[Exercise instructions]: Write out all of the lines below without changing a single character.

::::::::::

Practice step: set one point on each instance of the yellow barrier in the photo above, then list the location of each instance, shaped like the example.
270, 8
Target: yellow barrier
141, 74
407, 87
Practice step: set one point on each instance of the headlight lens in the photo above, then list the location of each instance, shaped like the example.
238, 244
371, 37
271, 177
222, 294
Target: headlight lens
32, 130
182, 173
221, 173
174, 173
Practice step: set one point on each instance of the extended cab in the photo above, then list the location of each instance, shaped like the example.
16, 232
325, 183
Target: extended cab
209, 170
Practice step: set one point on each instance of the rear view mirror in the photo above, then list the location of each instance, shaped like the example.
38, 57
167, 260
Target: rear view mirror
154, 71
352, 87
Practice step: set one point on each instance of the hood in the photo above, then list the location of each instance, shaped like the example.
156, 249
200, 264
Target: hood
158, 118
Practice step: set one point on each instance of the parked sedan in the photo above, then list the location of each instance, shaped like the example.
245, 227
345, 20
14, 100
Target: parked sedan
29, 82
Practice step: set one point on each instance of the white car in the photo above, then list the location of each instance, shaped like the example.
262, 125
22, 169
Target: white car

::::::::::

[Full answer]:
Practice step: set one point on each instance of the yellow barrier in the photo above, then list the location of each instance, shaped like the example.
270, 8
Target: yellow barrier
141, 74
407, 87
Practice step: set one point on each instance of the headlight lens in the photo above, then list the location of each instance, shaped like the example.
238, 244
371, 37
271, 177
222, 294
Target: headlight lens
32, 130
182, 173
221, 173
174, 173
Practice step: set one point on each instance of the extended cab in the photo above, then list the location of each instance, shaped like the example.
16, 232
325, 183
Target: extended cab
209, 170
Practice step: set one point on each instance of the rear view mirror in the photo above, then list the location of each instance, shaped like the example.
38, 57
167, 260
Target: rear view mirror
154, 71
352, 87
Practice step: set one point on each instance of the hood in the photo above, then list the location of each instance, shaped like the example.
156, 249
200, 264
Target: hood
158, 118
Practice step: set one point on each instance of the parked sedan in the photo above, then list the location of each instance, shaped like the example.
245, 227
345, 20
14, 100
Target: parked sedan
29, 82
Practice step: set one point on each instance of the white car in the photo above, then list the location of each instance, shaped like the example.
262, 125
22, 169
Target: white car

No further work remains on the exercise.